» HOW TO COMPLETE THIS TASK
A verbatim copy is needed of the lines below from the one containing "One point belongs to every instance of the seal's" up to and including the one containing "Target: seal's snout", excluding pictures.

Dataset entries
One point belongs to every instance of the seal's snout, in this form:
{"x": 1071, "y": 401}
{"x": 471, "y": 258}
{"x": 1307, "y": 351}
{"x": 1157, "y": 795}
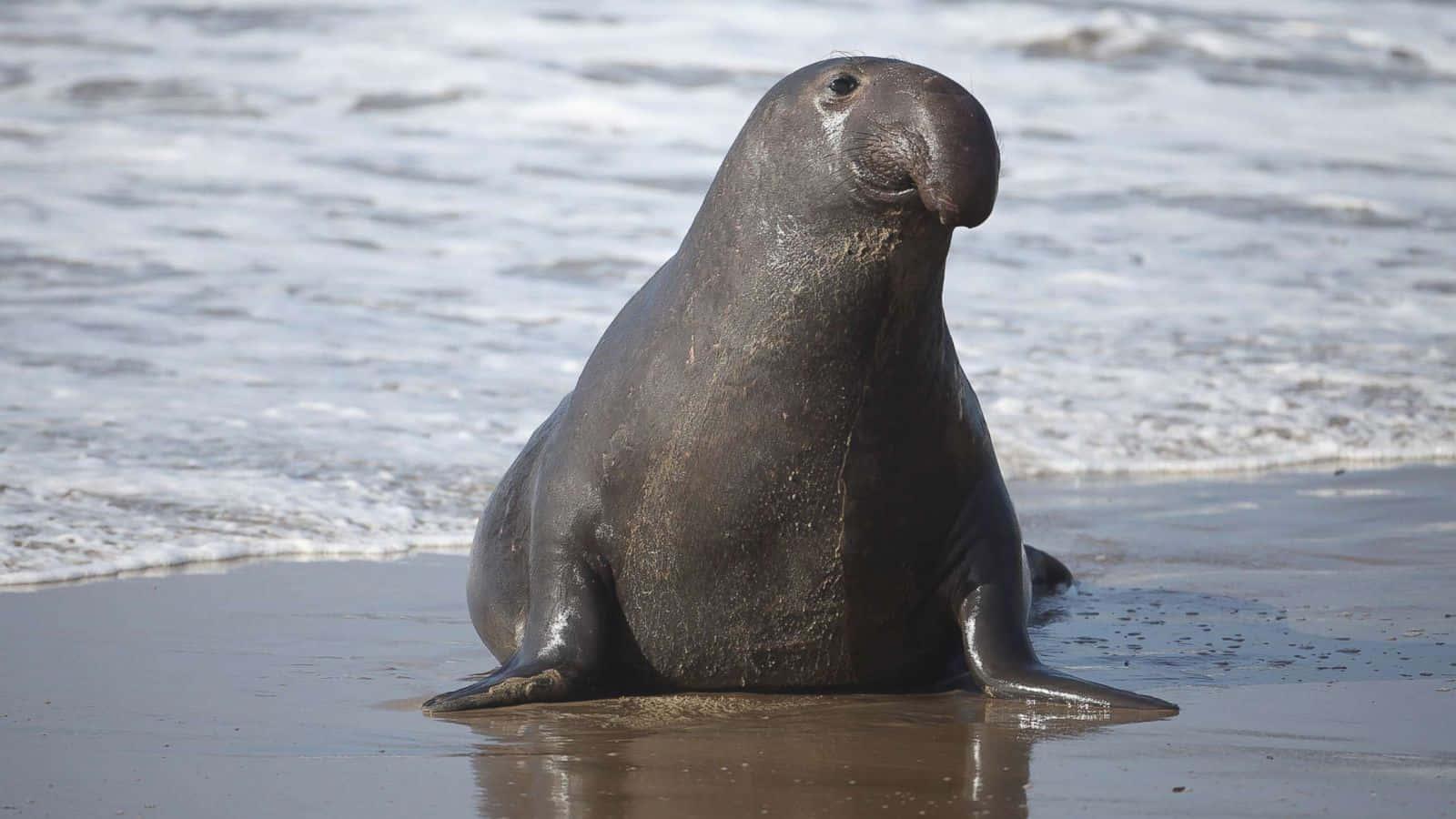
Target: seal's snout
==
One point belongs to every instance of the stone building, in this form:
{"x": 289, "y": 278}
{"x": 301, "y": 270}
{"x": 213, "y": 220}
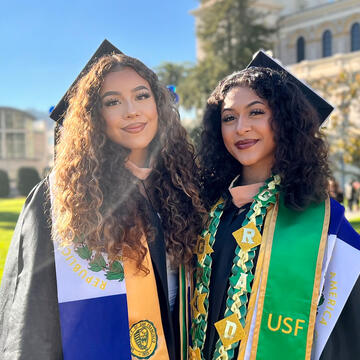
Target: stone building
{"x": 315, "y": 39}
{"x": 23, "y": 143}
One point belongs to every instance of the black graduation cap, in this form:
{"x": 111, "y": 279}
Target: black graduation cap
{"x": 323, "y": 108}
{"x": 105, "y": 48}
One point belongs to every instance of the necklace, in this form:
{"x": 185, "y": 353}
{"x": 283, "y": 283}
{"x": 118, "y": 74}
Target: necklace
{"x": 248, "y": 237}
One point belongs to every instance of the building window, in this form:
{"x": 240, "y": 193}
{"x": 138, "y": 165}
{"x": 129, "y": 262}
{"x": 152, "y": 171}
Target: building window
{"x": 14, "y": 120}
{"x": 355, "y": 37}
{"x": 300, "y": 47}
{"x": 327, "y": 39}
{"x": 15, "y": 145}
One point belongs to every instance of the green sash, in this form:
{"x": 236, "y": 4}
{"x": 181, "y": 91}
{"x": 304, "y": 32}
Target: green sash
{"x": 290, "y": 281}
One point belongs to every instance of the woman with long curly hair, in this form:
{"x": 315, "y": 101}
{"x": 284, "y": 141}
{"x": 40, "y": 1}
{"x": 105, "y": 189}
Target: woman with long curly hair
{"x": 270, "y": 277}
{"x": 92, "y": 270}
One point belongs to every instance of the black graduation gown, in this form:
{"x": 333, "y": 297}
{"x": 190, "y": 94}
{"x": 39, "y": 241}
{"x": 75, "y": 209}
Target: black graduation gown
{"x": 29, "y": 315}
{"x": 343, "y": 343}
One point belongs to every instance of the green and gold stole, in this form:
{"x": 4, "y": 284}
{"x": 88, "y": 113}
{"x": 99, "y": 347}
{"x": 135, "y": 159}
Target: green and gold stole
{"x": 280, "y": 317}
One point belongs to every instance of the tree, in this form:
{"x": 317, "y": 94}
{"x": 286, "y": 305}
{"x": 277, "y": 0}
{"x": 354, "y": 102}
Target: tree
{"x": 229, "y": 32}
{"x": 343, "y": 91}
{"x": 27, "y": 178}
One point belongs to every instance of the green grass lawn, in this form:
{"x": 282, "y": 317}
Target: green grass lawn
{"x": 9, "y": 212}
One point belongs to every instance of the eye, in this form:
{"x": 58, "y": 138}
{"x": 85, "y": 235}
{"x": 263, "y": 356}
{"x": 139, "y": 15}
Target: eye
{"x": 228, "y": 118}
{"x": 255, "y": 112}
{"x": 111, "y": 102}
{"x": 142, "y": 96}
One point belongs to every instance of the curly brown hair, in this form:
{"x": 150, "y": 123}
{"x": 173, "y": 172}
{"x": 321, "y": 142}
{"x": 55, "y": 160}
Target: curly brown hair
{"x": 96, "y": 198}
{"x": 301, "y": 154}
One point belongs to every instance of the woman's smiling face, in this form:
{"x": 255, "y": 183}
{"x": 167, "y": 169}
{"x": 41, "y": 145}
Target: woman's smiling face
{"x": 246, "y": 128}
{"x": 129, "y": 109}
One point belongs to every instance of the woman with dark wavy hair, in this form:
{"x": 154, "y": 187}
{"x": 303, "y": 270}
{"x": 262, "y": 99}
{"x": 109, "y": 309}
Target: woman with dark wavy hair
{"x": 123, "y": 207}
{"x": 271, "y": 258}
---
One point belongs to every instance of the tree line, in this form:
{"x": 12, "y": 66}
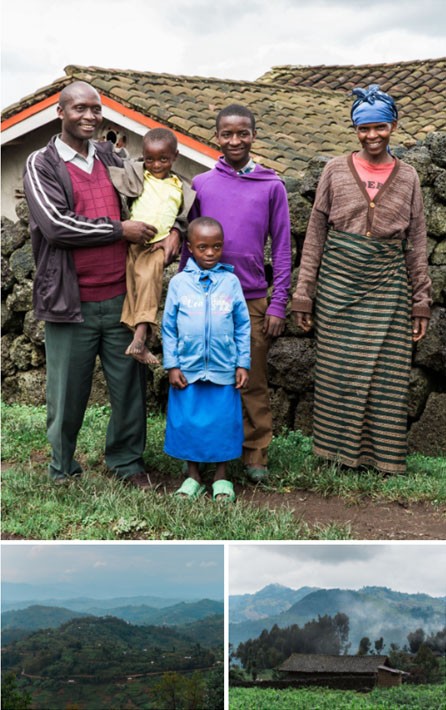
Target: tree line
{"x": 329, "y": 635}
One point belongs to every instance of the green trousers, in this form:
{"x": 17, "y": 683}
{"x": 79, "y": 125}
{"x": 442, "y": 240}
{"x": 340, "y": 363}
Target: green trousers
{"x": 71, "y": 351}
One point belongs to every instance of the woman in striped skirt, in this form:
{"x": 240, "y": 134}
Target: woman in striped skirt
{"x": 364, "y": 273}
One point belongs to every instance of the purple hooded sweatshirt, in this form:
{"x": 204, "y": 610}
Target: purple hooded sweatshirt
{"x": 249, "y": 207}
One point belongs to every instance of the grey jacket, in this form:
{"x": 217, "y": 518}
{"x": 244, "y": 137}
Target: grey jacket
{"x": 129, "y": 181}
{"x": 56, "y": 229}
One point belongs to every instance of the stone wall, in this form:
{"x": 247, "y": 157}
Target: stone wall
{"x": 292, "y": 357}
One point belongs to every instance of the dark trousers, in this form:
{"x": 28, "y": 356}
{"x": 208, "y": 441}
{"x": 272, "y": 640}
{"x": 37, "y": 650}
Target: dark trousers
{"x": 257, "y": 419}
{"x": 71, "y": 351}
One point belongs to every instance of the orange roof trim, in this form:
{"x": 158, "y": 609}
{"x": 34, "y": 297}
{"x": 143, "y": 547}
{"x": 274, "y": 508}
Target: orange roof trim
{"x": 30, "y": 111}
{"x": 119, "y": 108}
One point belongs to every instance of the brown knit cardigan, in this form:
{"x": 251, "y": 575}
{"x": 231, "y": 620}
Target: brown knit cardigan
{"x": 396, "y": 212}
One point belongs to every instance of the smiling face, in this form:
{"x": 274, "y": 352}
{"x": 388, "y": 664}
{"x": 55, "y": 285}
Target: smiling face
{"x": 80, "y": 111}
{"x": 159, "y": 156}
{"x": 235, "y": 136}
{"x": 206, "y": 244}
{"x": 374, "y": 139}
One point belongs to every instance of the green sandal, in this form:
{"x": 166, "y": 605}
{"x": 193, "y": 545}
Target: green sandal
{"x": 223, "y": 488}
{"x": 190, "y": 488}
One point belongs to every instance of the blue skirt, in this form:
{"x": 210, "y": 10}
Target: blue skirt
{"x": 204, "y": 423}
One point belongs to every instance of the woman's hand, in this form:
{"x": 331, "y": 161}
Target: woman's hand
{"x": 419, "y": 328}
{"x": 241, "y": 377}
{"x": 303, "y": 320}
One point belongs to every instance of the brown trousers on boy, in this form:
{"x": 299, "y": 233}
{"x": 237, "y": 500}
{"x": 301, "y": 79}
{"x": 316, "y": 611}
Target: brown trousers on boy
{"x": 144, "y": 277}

» ANSWER BELOW
One point belongs to every instance of the seal's snout, in this form:
{"x": 1071, "y": 401}
{"x": 471, "y": 258}
{"x": 1307, "y": 351}
{"x": 1157, "y": 795}
Target: seal's snout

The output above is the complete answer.